** Start Task data **

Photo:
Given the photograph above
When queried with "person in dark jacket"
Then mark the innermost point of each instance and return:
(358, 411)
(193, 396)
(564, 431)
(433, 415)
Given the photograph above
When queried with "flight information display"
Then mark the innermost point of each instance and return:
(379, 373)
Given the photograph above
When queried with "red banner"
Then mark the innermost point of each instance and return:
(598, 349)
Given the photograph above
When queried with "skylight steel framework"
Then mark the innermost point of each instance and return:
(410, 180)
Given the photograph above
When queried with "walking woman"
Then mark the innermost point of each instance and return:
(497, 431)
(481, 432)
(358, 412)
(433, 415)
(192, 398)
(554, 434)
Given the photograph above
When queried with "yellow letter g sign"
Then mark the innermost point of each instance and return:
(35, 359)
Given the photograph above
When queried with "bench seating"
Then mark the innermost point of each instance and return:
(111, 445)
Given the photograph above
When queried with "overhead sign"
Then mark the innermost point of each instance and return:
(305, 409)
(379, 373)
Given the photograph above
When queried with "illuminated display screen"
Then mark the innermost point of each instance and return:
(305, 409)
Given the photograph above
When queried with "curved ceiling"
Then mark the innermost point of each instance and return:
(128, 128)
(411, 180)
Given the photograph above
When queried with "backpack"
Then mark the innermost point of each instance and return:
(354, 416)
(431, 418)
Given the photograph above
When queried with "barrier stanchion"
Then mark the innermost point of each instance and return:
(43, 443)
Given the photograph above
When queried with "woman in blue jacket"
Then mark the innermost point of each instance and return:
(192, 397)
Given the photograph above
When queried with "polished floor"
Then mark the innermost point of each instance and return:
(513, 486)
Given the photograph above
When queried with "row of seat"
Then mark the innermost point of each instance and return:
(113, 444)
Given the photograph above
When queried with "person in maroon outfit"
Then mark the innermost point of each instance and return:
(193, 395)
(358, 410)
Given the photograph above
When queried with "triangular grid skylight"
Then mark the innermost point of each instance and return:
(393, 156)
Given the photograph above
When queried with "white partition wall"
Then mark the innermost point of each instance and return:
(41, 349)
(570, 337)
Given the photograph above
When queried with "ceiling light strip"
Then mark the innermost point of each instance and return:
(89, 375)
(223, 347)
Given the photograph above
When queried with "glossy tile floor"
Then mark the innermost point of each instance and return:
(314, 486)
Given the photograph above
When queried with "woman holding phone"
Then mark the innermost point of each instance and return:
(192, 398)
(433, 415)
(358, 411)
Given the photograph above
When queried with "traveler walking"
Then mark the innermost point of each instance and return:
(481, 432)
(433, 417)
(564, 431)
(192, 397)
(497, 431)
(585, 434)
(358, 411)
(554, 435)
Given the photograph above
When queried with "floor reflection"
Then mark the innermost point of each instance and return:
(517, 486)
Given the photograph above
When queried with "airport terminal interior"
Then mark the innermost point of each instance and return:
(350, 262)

** End Task data **

What you have to do.
Write out all the data again, exactly as it appears.

Answer to the task.
Photo:
Given the photograph above
When queried with "person in dark jacket"
Then mark the innermost point of each instance and return:
(358, 411)
(193, 396)
(564, 431)
(433, 415)
Given the photograph above
When queried with "flight information display"
Then mark the innermost point of each instance and return:
(379, 373)
Given the photograph above
When queried with "red banner"
Then mark the innermost point of each instance and return:
(598, 349)
Given the photograph above
When queried with "skylight steel framework"
Then mark the innermost point of each instance and return:
(410, 180)
Given the photograph above
When queried with "walking woman"
Then mark the innermost point of each instance and return:
(497, 431)
(481, 432)
(358, 412)
(433, 415)
(192, 398)
(554, 434)
Given the photograph above
When queried with "yellow letter g sign"
Then mark the innermost point of each instance and return:
(35, 359)
Given the photograph above
When queried with "bench seating"
Then mark the innermost point of each instance and return:
(111, 445)
Given the photograph above
When queried with "overhead sign"
Then mark the innermost point of each instance and return:
(305, 409)
(379, 373)
Given the photograph above
When queried with "illuminated display screen"
Then mark the innermost point of each instance and return:
(305, 409)
Given the photograph above
When queried with "curved ceiling"
Then mark the innermost point of each instance and return:
(128, 128)
(411, 180)
Given the photograph above
When queried with "backpack"
Then mark the innermost point of each instance and return:
(354, 416)
(431, 418)
Given the photograph above
When queried with "barrier stanchion"
Then mark the innermost point of each instance and return:
(43, 443)
Given the photograph above
When queried with "woman in blue jacket"
Then mark the innermost point of each instance and return:
(192, 397)
Given the photograph above
When queried with "polished floor"
Then mark the innermost point of each instance and return:
(513, 486)
Given the photograph above
When queried with "row of seat"
Then mark the innermost point of each instance and return:
(113, 444)
Given the photograph above
When queried with "person in maroon outfit"
Then mark the innermost point of each instance and return:
(193, 395)
(358, 410)
Given the photograph above
When queried with "triangular grid skylight"
Then mark the innermost point of each instance and return:
(393, 156)
Given the photograph above
When queried with "white partition wall"
Then mark the innermost point of each instance and return:
(41, 349)
(570, 337)
Given the photograph above
When queried with "ceiling light strip"
Then mark the innermost point of each instance and return:
(89, 375)
(223, 347)
Given the photograph above
When queried with "glossy tile floor"
Then mark the innermost point of each instance and return:
(314, 486)
Given the photograph above
When queried with "woman holding phone"
Then mark the innermost point of each instance and return:
(192, 398)
(433, 415)
(358, 411)
Given the photograph above
When queried with "traveler walking"
Then mark the innermost point of each instance and return:
(481, 432)
(433, 417)
(564, 431)
(192, 397)
(497, 431)
(585, 434)
(358, 411)
(554, 435)
Given the photograph above
When queried with "floor reflection"
Then mark the innermost point of each instance and return:
(517, 486)
Given the photograph above
When queried with "airport terminal interior"
Then mark the innermost point of each instance and return:
(350, 262)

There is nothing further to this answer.